- **WHAT IS BEING ASKED**
Give the lines of the listing, starting with the line that contains "task | one point per instance, each pair like [1223, 33]" and continuing through the end of the listing, as a JSON list of strings with one string per line and blank lines omitted. Leave the pictures out.

-- START OF DATA SHOWN --

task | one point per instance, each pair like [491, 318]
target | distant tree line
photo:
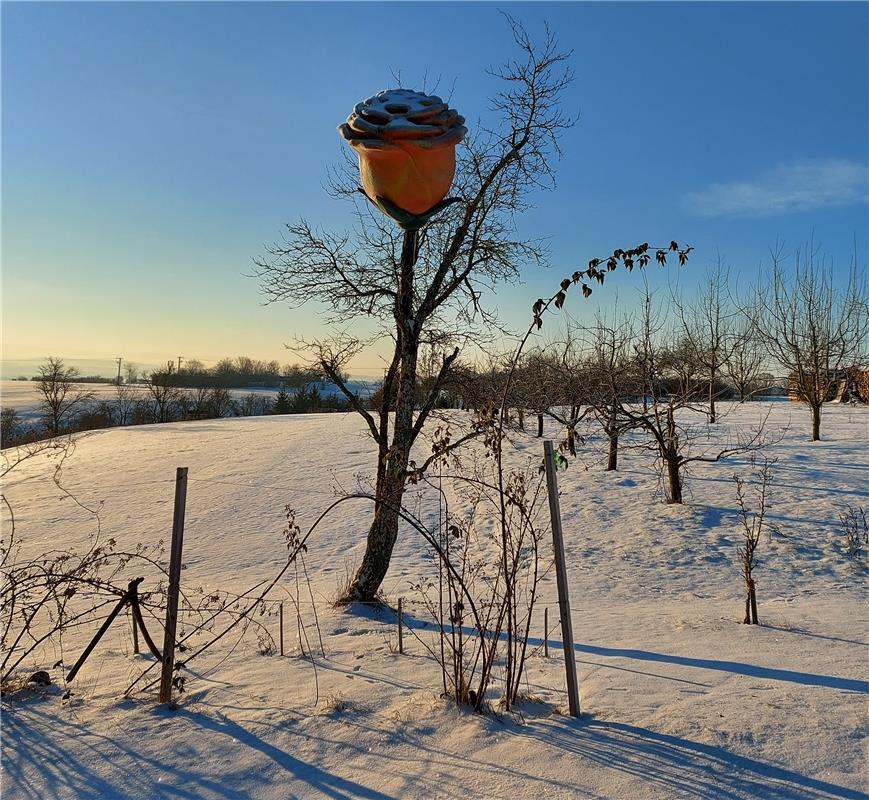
[68, 405]
[230, 373]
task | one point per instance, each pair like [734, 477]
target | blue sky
[150, 149]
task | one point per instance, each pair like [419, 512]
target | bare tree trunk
[712, 415]
[613, 459]
[672, 461]
[393, 474]
[753, 597]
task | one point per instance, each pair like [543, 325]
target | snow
[679, 700]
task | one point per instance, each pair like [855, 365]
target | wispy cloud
[798, 186]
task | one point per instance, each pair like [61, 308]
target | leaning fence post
[561, 576]
[132, 617]
[174, 584]
[400, 632]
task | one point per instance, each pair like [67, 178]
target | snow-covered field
[679, 700]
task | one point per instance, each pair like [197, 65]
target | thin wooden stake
[174, 584]
[561, 576]
[400, 631]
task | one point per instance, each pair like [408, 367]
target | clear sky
[150, 149]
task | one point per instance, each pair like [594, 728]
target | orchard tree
[811, 326]
[424, 289]
[62, 398]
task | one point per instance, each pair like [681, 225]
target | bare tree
[131, 372]
[126, 398]
[62, 398]
[614, 379]
[163, 389]
[811, 327]
[707, 325]
[669, 410]
[427, 289]
[752, 527]
[747, 357]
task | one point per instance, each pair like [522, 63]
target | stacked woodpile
[837, 386]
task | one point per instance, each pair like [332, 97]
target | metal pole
[561, 576]
[174, 584]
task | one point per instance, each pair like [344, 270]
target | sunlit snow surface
[679, 699]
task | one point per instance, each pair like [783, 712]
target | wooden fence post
[400, 632]
[174, 584]
[132, 617]
[561, 576]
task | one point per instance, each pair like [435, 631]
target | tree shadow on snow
[48, 754]
[679, 767]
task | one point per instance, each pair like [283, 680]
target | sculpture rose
[406, 145]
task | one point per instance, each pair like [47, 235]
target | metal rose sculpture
[406, 144]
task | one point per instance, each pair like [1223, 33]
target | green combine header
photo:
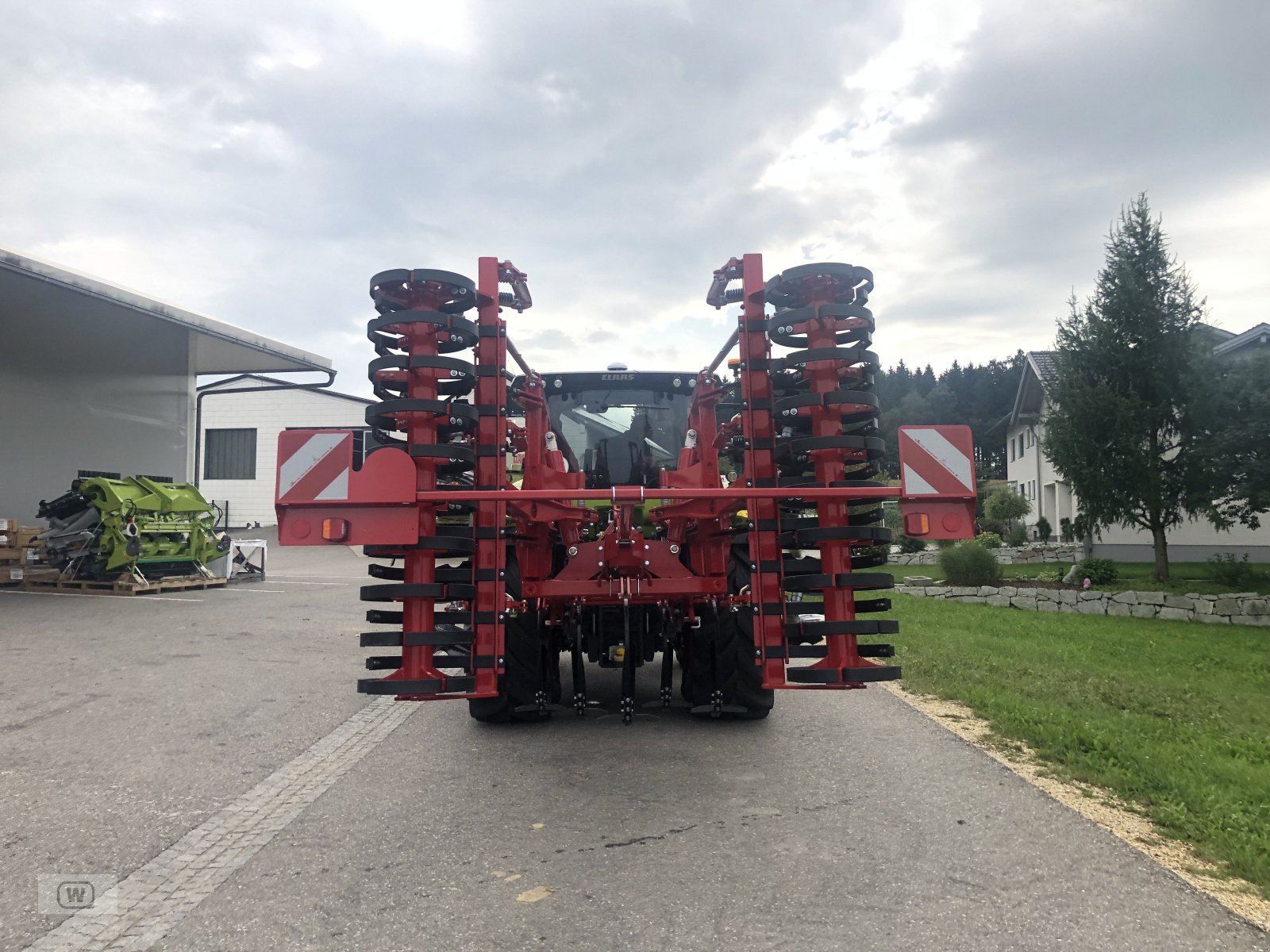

-- END OF DATA SHOWN --

- **ANSWER IN FULL**
[
  "task | one point per instance, each pair like [1223, 33]",
  "target | green combine header",
  "photo:"
]